• [DIRECTIONS]:
Answer the following questions using the text on intelligence.
1. Which organisms carry out the rhodopsin kind of photosynthesis?
2. How many times has multicellularity evolved in animallike fashion?
3. Which two groups have independently evolved high-resolution lens-camera eyes?

• [EXERCISE TEXT]:
══════════════════════════════

Intelligence - fi
This can be broken down into several steps. The first step is using the planet's star's light for energy, thus making it possible to live on much more of a planet's surface. Photosynthesis evolved twice, with one form being very limited and little-known.
- Rhodopsin (purple) - addition to chemiosmotic energy metabolism
- Chlorophyll (green) - addition to electron-transfer energy metabolism
The rhodopsin kind is done by the Haloarchaea, some very salt-tolerant organisms.
The chlorophyll kind is done over the Bacteria, the ordinary bacteria / prokaryotes. Its evolution is rather complicated, with many organisms having only some of the complete photosynthetic apparatus of cyanobacteria ("blue-green algae"). But cyanobacteria use water as a hydrogen / electron source, and they release molecular oxygen. Cyanobacteria are not just free-living; they also live inside some eukaryotic cells as chloroplasts.
Turning to multicellularity, it evolved numerous times: plantlike, funguslike, slime-moldlike, but only once in animallike fashion. So might there be some world with lots of trees and mushrooms and the like but no animals?
Bodies of water are poor places to work with fire and electricity, so we must consider colonization of land. Animals have done so several times:
- Arthropods: insects, pillbugs, land crabs, arachnids, myriapods (centipedes, millipedes)
- Mollusks: land snails
- Annelids: earthworms, leeches
- Vertebrates: tetrapods, starting with real-life “Darwin Fish”
Plantlike organisms have done so only once, and I'm not sure about funguslike organisms.
Something helpful for being large on land is an internal skeleton, and that’s evolved once in animals (vertebrate skeletons), and at least once in plants (wood). Curiously, most animal skeletons are either external (shells), skin-surface (arthropod skins), or just under the skin (echinoderm skeletons). So it may be hard for an animal internal skeleton to evolve.
Grasping limbs and jaws have evolved multiple times, however.
Among land vertebrates, grasping with digits has evolved at least twice, in primates and in perching birds (Passeriformes). Arthropods have evolved pincer limbs at least twice (scorpions, various crustaceans). Tentacles have evolved at least twice, in cnidarians and in cephalopods, and arguably a third time in proboscideans (the elephant’s trunk).
Turning to jaws, vertebrate ones are modified front gill bars, while arthropod ones are modified limbs. Some polychaete worms also have jaws.
About sense organs, vertebrates and cephalopods have independently evolved high-resolution lens-camera eyes, and vertebrates and arthropods have independently evolved color vision.

══════════════════════════════

Point localization data
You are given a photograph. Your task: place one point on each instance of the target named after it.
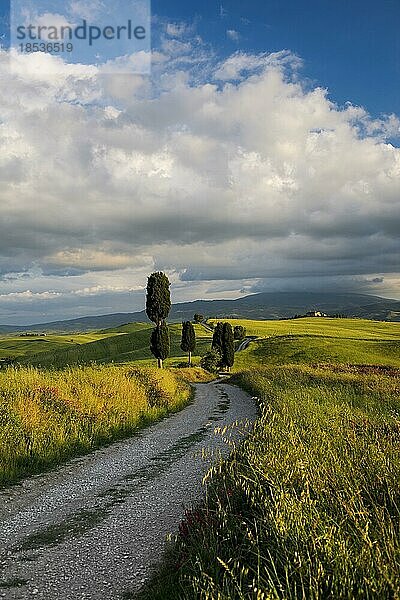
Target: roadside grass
(49, 416)
(308, 507)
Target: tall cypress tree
(188, 343)
(217, 343)
(158, 297)
(160, 343)
(228, 346)
(158, 305)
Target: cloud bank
(230, 175)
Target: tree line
(158, 306)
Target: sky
(261, 154)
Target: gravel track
(95, 527)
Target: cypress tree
(228, 346)
(158, 297)
(239, 332)
(188, 343)
(159, 343)
(158, 305)
(217, 343)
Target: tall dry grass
(49, 416)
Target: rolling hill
(277, 305)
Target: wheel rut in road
(95, 527)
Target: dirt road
(95, 527)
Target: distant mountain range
(274, 305)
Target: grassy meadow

══════════════════════════════

• [EXERCISE SOLUTION]:
1. The Haloarchaea, which are very salt-tolerant organisms.
2. Only once.
3. Vertebrates and cephalopods.